Stated exercise: Edit the items below by changing "debugging" to "evaluating" wherever it occurs, keeping all other text unchanged. Leave the pictures out of your answer.

Raw records:
* * * * * * *
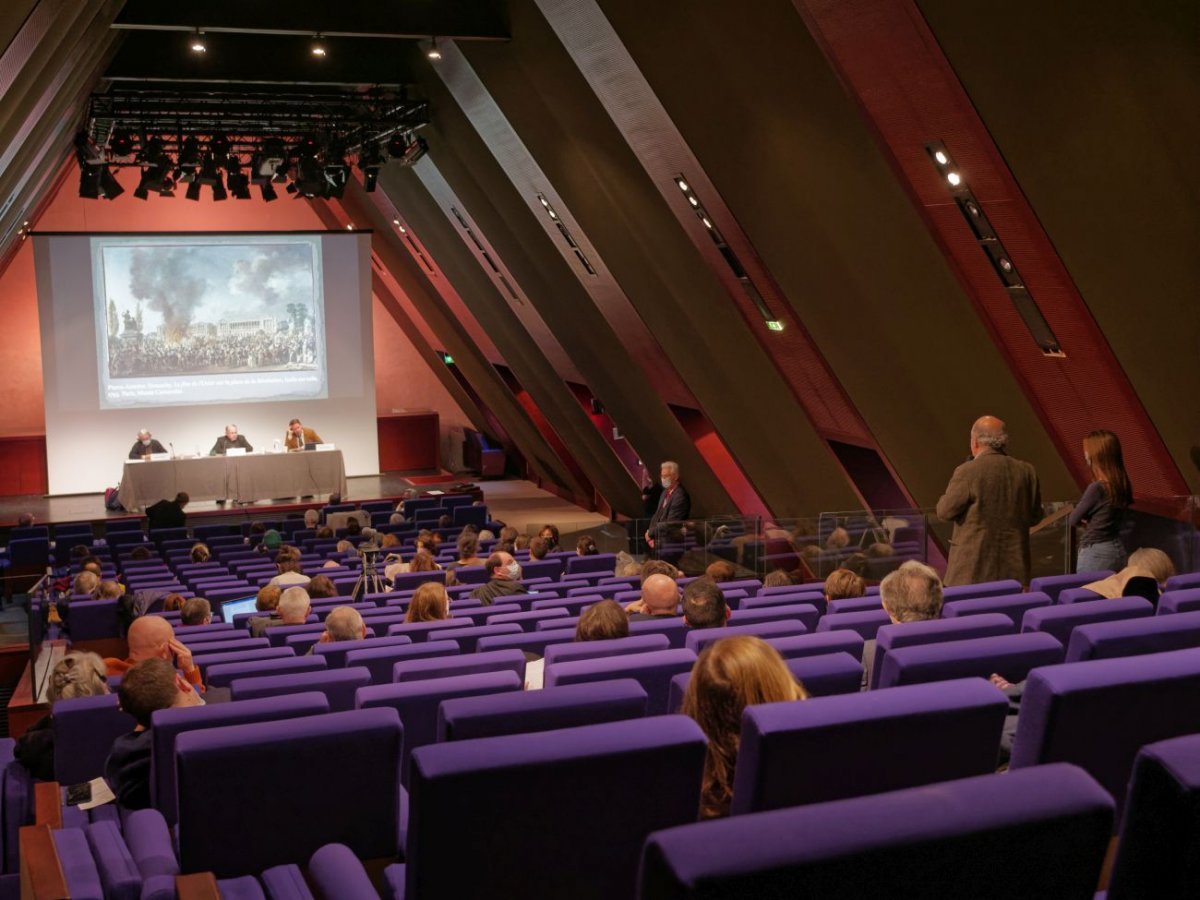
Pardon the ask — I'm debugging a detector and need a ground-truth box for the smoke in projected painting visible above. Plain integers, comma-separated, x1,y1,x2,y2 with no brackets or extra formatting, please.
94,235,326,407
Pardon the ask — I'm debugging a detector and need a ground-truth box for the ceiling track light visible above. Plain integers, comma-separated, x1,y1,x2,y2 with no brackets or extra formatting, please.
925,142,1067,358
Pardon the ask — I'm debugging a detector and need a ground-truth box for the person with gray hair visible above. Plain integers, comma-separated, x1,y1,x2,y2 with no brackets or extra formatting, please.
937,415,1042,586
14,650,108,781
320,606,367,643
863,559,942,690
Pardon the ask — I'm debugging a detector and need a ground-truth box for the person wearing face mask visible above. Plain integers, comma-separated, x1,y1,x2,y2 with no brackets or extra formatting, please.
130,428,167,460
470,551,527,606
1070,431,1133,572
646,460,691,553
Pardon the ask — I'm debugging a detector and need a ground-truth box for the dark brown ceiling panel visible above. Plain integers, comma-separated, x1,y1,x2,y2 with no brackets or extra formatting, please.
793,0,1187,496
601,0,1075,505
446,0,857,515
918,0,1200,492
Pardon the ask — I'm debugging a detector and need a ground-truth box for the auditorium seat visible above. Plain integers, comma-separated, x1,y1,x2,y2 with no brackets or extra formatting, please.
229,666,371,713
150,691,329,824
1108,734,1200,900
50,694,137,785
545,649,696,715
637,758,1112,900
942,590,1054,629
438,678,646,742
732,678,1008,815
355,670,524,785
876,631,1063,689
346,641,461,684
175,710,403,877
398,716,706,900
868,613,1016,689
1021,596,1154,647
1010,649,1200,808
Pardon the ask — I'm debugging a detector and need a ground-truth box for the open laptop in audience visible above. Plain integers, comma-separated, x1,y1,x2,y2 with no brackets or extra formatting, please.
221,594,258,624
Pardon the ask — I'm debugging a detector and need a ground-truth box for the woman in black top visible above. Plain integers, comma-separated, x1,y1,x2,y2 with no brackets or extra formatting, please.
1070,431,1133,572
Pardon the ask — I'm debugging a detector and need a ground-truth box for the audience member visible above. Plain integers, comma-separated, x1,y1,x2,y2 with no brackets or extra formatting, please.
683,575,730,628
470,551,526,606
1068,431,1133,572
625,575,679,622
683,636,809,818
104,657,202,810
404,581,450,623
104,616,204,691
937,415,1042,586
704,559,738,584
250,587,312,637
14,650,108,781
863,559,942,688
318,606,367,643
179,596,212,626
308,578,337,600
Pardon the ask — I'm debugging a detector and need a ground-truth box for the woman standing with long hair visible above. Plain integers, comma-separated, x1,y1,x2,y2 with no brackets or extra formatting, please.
* * * * * * *
Output for this task:
Pardon the ask — I'm evaluating a detector and need a ground-truth box for the smoke in projected painting visible above. Plain integers, comma-separated, x1,y1,x2,y2 with no brackets or extra formatting, please.
94,235,326,407
Pardon the ask — I'm evaluating a detector and need a ground-truth box for the ceiling track light visible above. Plain integers, comma-separated, x1,y1,x2,y2 with no brackets or extra formatting, please.
925,142,1067,358
Pardon the ask — I'm evaluating a detector and need a ground-truth box for the person with gray hair visible above. Plain integers, comma-separated, x1,y1,x2,y2 with no brackets or extra formatting, please.
937,415,1042,586
14,650,108,781
320,606,367,643
863,559,942,690
Pardon the ask — I'm evaluating a detector and need a ground-truth box for the person wearing face mask visible above. Plain integers, comma-separated, x1,y1,x2,y2 with no brackets or extra formatting, please.
130,428,167,460
470,551,527,606
1070,431,1133,572
646,460,691,553
Pardon the ask — I'm evaluating a detector and need a ground-truth box for the dark brown ceiling panel visible above. Plain integers, comma-separated, x1,y1,x2,y2 with no brackets or extra formatting, please.
793,0,1187,496
601,0,1075,505
446,0,857,515
918,0,1200,492
Pardon the ask — I'm evaluating a detector and need a ground-truth box for the auditorium seat visible above. Plain integers, comma-separated, x1,y1,x2,y2 with no brackets or extra formatting, please.
229,666,371,713
150,691,329,824
1108,734,1200,900
50,694,137,785
545,649,696,715
637,758,1112,900
942,590,1054,629
438,678,646,742
732,678,1008,815
355,670,524,785
876,631,1063,689
346,641,461,684
175,710,403,877
398,716,706,900
868,613,1016,689
1021,596,1154,647
1010,649,1200,808
Pardon the ask — I'm evaluating a detector and need a ground-truth box for the open laptop in audience visible above. Plain integers, comma-separated, x1,y1,x2,y2 with no brackets or extra formatting, please.
221,594,258,624
Pardon the ask — I'm evaluating a detector and need a ground-truth box for the woman in black top visible above. Plain integers, comma-separated, x1,y1,x2,y2 with no brackets or extra formatting, please.
1070,431,1133,572
Pardon the ask — I'm evaluating a detector and need a ground-truth box for the audience member visible above. Plain integers, comma-separated, x1,y1,x2,y2 with no brackets or extra formatting, please.
683,575,730,628
470,551,526,606
1068,431,1133,572
625,575,679,622
683,636,809,818
104,657,202,810
404,581,450,623
104,616,204,691
937,415,1042,586
704,559,738,584
250,587,312,637
14,650,108,781
863,559,942,688
318,606,367,643
179,596,212,626
308,578,337,600
Pardon the ask — I'm evaluating a detector and need a ground-truth box for the woman standing with long hair visible above. Plain integers, comma-separated, x1,y1,x2,y2 with no brackets or extra formatting, please.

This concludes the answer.